• Required actions
• a. In the Trollope guide below, who is the American woman with whom Paul Montague has had a long-term affair?
• b. Update the Trollope guide below, starting with "Friday, October 7, 2011" and going on through "The Palliser novels.", so that "Anthony Trollope" becomes "A. Trollope".

• Text section
□ □ □ □ □
Friday, October 7, 2011

A guide to the novels of Anthony Trollope, Part 3

A continuation of A guide to the novels of Anthony Trollope, Part 1: The Chronicles of Barsetshire and Part 2: The Palliser novels.

The Way We Live Now (1875): One of Trollope's greatest and most entertaining novels, which is eerily prescient about the destructiveness of rampant greed and speculation. Augustus Melmotte, a financier of immense wealth and mysterious (and possibly Jewish) origins, sets up in London and soon has rich men clamoring to buy shares in a railroad investment scheme. Paul Montague, a young and near-penniless partner in the scheme, raises questions about what is happening with all the money, but is brushed off. Meanwhile Paul is falling in love with Henrietta Carbury, which causes a breach between him and his older cousin and patron Roger Carbury, who has long loved Henrietta. Henrietta is in turn heartbroken when she learns that Paul has been seen with Mrs. Hurtle, an American woman with whom Paul has had a long-term affair and to whom he may have promised marriage.

Then there is Henrietta's ne'er-do-well brother Sir Felix Carbury, who has quickly run through his inheritance. He sees in Melmotte's daughter Marie a way of disembarrassing himself from his present and future debts, while Marie sees in Sir Felix a way of escaping her stultifying family life. Finally, there is Georgiana Longestaffe, a sister of one of Sir Felix's cronies. In her desire to marry a rich man, she makes a series of blunders that lead instead to her social ostracism. Ultimately she engages herself to the considerably older Ezekiel Breghert, an upright and honorable Jewish banker; but then she learns that, thanks to Melmotte's fraudulent machinations, Breghert has lost a vast sum of money. The portraits of Melmotte, Sir Felix and Georgiana—people who measure their relationships with others solely on the basis of the monetary and social benefit to themselves—are devastating. For none of them is happiness truly possible.
□ □ □ □ □
• Data section

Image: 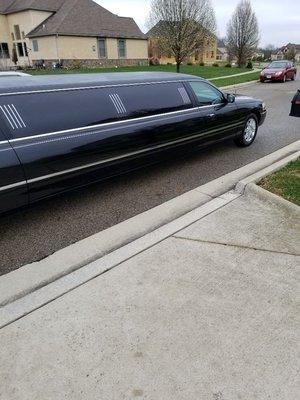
□ □ □ □ □
• Results
• a. Mrs. Hurtle

• b.
Friday, October 7, 2011

A guide to the novels of A. Trollope, Part 3

A continuation of A guide to the novels of A. Trollope, Part 1: The Chronicles of Barsetshire and Part 2: The Palliser novels.